= RECORD LIST =
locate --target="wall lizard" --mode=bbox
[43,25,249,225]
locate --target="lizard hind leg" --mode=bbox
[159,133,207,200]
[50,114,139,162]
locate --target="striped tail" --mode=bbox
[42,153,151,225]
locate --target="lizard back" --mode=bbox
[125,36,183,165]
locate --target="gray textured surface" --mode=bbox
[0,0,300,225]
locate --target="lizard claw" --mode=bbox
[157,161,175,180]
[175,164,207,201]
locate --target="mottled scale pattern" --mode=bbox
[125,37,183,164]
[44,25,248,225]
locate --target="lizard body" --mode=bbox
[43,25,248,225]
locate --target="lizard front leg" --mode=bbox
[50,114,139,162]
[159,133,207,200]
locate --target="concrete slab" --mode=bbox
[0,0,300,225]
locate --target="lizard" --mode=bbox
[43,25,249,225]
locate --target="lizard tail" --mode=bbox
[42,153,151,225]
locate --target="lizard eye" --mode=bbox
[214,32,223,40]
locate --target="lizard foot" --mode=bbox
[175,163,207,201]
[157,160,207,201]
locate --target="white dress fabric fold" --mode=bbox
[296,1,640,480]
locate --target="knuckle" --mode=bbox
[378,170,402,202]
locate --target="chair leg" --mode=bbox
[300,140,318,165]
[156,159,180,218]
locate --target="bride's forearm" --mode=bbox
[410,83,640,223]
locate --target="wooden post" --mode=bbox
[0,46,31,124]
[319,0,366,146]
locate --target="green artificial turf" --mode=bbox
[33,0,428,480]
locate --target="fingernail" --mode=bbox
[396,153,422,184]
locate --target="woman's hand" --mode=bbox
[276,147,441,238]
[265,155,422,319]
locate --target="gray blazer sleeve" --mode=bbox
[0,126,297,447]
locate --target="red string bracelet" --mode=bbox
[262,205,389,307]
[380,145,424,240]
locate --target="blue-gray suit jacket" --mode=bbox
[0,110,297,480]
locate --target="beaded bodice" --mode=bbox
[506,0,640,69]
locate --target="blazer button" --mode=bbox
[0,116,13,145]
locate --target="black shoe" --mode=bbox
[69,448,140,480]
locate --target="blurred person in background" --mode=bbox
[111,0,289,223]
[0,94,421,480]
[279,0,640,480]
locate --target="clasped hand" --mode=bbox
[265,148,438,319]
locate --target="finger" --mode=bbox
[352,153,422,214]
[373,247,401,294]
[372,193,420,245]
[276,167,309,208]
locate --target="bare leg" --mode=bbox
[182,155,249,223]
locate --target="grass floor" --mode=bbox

= WHAT IS REQUIRED =
List every line of the listing above that contains the string "gray".

= SOLVED PROBLEM =
locate --target="gray textured surface" --mode=bbox
locate --target="gray blazer sleeve" --mode=bbox
locate --target="blue-gray suit jacket" --mode=bbox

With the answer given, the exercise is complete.